Work to complete: Retype the whole listing verbatim and keep the pictures out of it.

Data supplied:
******************************
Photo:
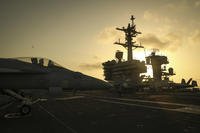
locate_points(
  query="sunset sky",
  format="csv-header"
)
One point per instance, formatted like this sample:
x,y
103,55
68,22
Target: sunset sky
x,y
79,34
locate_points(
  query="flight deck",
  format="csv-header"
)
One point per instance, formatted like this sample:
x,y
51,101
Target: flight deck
x,y
103,112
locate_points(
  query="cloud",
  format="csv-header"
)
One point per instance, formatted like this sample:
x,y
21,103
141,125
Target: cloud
x,y
155,17
169,41
90,66
195,37
108,35
151,40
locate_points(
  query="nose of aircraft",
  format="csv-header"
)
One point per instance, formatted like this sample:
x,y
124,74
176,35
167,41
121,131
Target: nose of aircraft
x,y
90,83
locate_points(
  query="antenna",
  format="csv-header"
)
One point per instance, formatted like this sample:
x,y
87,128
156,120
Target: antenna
x,y
130,33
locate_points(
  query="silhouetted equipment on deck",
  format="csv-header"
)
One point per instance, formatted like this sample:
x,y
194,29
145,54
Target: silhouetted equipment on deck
x,y
125,71
156,61
126,74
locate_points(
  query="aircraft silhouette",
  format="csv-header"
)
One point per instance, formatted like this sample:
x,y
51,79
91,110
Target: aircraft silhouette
x,y
32,73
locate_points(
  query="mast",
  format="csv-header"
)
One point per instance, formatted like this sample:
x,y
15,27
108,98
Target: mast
x,y
130,32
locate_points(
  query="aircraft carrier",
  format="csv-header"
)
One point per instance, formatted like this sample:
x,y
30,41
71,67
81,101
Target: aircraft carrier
x,y
144,105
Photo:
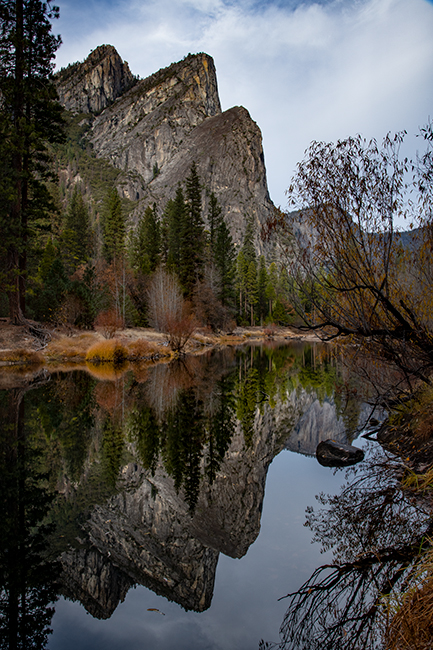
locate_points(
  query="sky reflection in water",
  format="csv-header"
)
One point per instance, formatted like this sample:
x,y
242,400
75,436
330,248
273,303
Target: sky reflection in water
x,y
223,418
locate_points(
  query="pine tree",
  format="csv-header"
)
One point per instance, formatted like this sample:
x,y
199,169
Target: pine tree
x,y
241,280
30,117
146,244
224,257
262,307
76,235
272,287
114,229
251,289
248,243
173,220
192,235
214,219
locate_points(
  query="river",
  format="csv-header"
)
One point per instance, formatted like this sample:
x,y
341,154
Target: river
x,y
164,506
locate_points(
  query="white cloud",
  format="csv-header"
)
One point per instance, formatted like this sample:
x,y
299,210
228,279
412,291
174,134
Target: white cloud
x,y
304,71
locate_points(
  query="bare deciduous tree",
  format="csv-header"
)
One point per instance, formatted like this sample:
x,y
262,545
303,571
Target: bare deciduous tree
x,y
168,311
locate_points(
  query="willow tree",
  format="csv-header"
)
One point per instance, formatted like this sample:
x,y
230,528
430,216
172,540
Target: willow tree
x,y
356,276
30,119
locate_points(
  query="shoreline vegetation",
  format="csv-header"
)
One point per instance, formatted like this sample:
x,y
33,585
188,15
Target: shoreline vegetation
x,y
137,344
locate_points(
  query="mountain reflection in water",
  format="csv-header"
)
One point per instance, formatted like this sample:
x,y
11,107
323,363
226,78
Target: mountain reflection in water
x,y
146,477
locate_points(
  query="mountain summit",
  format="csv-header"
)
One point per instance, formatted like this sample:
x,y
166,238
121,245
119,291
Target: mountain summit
x,y
153,129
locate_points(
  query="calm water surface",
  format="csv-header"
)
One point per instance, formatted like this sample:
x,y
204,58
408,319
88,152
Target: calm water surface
x,y
163,507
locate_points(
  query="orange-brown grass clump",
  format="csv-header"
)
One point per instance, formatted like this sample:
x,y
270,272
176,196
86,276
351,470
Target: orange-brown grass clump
x,y
412,625
106,371
141,349
69,348
108,351
21,356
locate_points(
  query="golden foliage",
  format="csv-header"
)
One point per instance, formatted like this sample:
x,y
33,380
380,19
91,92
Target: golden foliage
x,y
108,351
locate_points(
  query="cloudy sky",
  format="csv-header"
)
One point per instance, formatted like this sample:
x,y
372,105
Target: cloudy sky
x,y
305,70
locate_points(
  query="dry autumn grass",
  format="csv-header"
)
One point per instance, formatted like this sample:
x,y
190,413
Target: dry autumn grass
x,y
69,348
411,622
21,355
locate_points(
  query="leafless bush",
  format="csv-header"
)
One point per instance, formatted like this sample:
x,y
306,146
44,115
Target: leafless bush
x,y
165,300
108,322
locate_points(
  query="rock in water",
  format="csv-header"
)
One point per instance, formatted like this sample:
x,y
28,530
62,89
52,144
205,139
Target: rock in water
x,y
338,454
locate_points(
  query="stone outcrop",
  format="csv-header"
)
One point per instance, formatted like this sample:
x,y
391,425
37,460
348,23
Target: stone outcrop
x,y
91,86
145,534
157,128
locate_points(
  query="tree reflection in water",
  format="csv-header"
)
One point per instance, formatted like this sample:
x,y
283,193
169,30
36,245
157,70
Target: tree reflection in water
x,y
110,448
378,535
28,577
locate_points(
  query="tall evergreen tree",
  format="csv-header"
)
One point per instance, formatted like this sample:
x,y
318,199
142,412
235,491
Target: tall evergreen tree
x,y
146,244
192,235
251,289
214,219
224,257
76,235
248,244
30,117
173,219
114,229
262,281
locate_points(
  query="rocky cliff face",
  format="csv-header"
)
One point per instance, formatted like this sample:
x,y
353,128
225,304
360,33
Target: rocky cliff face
x,y
145,534
91,86
153,131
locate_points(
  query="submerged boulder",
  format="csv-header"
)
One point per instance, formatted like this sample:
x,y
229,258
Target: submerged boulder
x,y
331,453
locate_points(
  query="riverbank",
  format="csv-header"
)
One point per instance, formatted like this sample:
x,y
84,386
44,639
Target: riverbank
x,y
21,348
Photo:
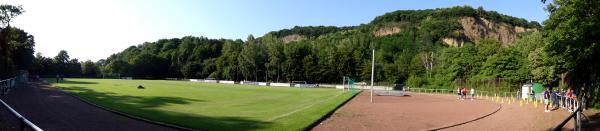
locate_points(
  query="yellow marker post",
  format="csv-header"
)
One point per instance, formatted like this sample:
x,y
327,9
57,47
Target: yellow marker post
x,y
521,103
******************************
Output for this exercise:
Photo:
locate_points(
  query="sunset sky",
  format="csv-header"
)
One point per instance, formatted like this sample:
x,y
103,55
68,22
Target: sunset sky
x,y
79,34
locate_points(
  query="flight deck",
  format="csv-header"
)
One point per instance, formatted like this sample:
x,y
51,101
Target: flight deck
x,y
103,112
locate_points(
  query="cloud",
  format="csv-header"
)
One point per instance, formatted like this sample:
x,y
21,103
141,125
Target: cloud
x,y
155,17
169,41
90,66
195,37
108,35
151,40
locate_points(
  query="nose of aircraft",
  format="csv-header"
)
One point per instance, formatted like this sample:
x,y
124,74
176,35
167,41
121,131
Target: nose of aircraft
x,y
90,83
locate_points(
  query="antenna",
  format="csv-header"
)
One point per instance, formatted like this sample:
x,y
87,128
156,120
Target: antenna
x,y
130,33
locate_points(
  query="silhouetted equipment on deck",
  format="csv-header"
)
One point per instance, formatted like this sample:
x,y
194,29
145,54
Target: silhouetted equipment on deck
x,y
125,71
156,61
126,74
locate_points(
  query="aircraft silhouette",
  format="csv-header"
)
One point per instance, formatted like this sample:
x,y
51,79
91,110
Target: aircraft silhouette
x,y
32,73
locate_points(
  query="mast",
  format="csv-header"
)
One point per instance, formatted like this sample:
x,y
15,27
108,98
Target: mast
x,y
130,32
locate_points(
  query="aircraft carrier",
  format="csv-header"
)
One point per instance, formatted like this sample:
x,y
30,41
71,67
81,101
Target: aircraft carrier
x,y
144,105
Photo:
locate_points(
  query="sky reflection in water",
  format="csv-header"
)
One point per instance, formatted like this sample:
x,y
242,400
75,436
330,248
273,303
Target: sky reflection in water
x,y
223,418
locate_points(
  query="pine tree",
  format="csv-header"
)
One point per instance, formatted like this sample:
x,y
199,169
Target: pine tree
x,y
241,280
30,117
146,244
224,257
262,307
76,235
272,287
114,229
251,289
248,243
173,220
192,235
214,219
locate_points(
  query="river",
  format="csv-header"
)
One point per instance, formatted like this sample:
x,y
341,154
Target: river
x,y
164,506
locate_points(
  query="white cloud",
  format="csv-header"
)
One point per instance, formatted like this sample:
x,y
299,210
228,279
412,291
174,134
Target: white cloud
x,y
304,71
locate_points(
  query="bare deciduous tree",
  format="csv-header"
)
One point per instance, formatted like this sample:
x,y
262,545
303,571
Target: bare deciduous tree
x,y
168,311
locate_points(
  query="willow tree",
  format="csv-header"
)
One point per instance, formatted like this sample:
x,y
230,528
430,216
172,540
Target: willow tree
x,y
356,276
30,119
locate_points(
  query="shoreline vegetation",
  format="csv-header"
)
One point per instance, formatted like this sample:
x,y
33,585
188,15
Target: shoreline vegetation
x,y
137,344
locate_points(
  query="mountain reflection in water",
  format="csv-header"
)
One point per instance, formatted like this sample:
x,y
11,107
323,363
226,78
Target: mountain reflection in water
x,y
146,477
locate_points(
  query="mountain summit",
  format="csv-header"
)
One point per instance, formatted like this sample:
x,y
166,238
121,245
119,291
Target: mountain summit
x,y
153,129
locate_points(
  query="calm water surface",
  format="csv-header"
)
One point per instance, formatted like this sample:
x,y
204,58
408,319
88,152
Target: calm water surface
x,y
163,507
locate_points(
  query="orange-brown grass clump",
  format="csv-header"
)
One point per instance, formatted like this sample:
x,y
270,272
176,196
86,276
351,470
Target: orange-brown grass clump
x,y
412,625
106,371
141,349
69,348
108,351
21,356
locate_points(
  query="golden foliage",
  format="csv-header"
)
One point per instance, formatted like this sample:
x,y
33,380
380,19
91,92
Target: golden foliage
x,y
108,351
locate_points(
  query="cloudy sky",
  format="csv-header"
)
One point per instance, formatted like this sample:
x,y
372,105
Target: cloudy sky
x,y
305,70
locate_points(
  query="dry autumn grass",
  format="csv-header"
)
One point per instance, formatted like this sample:
x,y
190,413
Target: dry autumn grass
x,y
69,348
411,622
21,355
locate_points(
  query="leafless bush",
  format="csv-header"
)
One point per instance, formatted like this sample:
x,y
306,146
44,115
Target: leafless bush
x,y
165,300
108,322
locate_points(
  query="rock in water",
  format="csv-header"
)
One point per instance, formatted like this sample:
x,y
28,530
62,89
52,144
205,139
Target: rock in water
x,y
338,454
locate_points(
  query="stone outcrop",
  format="csv-header"
)
One point per instance, formatted like this sample:
x,y
391,425
37,460
348,23
Target: stone outcrop
x,y
91,86
145,534
157,128
locate_points(
  query="tree reflection in water",
  format="csv-header"
)
One point per instance, formatted like this sample:
x,y
283,193
169,30
36,245
157,70
Target: tree reflection in water
x,y
110,448
378,535
28,577
locate_points(
  query="tall evergreen tree",
  format="csv-header"
)
One point per instance, formatted like this sample:
x,y
318,199
142,412
235,491
Target: tall evergreen tree
x,y
146,244
192,235
251,289
214,219
224,257
76,235
248,244
30,117
173,219
114,229
262,281
locate_points(
  query="rocky cliff face",
  format="csv-header"
)
One point per instance, formatted like this sample:
x,y
353,128
225,304
360,33
Target: rocky cliff face
x,y
145,534
91,86
153,131
locate_points(
  query="submerged boulder",
  format="csv-header"
)
One point per instance, formatted like this sample:
x,y
229,258
Target: submerged boulder
x,y
331,453
locate_points(
  query="riverbank",
  format="csv-header"
)
One point per instance, formatted like this sample:
x,y
84,386
44,639
Target: riverbank
x,y
21,348
Photo:
locate_points(
  query="yellow marker post",
  format="csv-header"
)
One point per instance, formatted like this sample:
x,y
327,9
57,47
Target: yellow marker post
x,y
521,103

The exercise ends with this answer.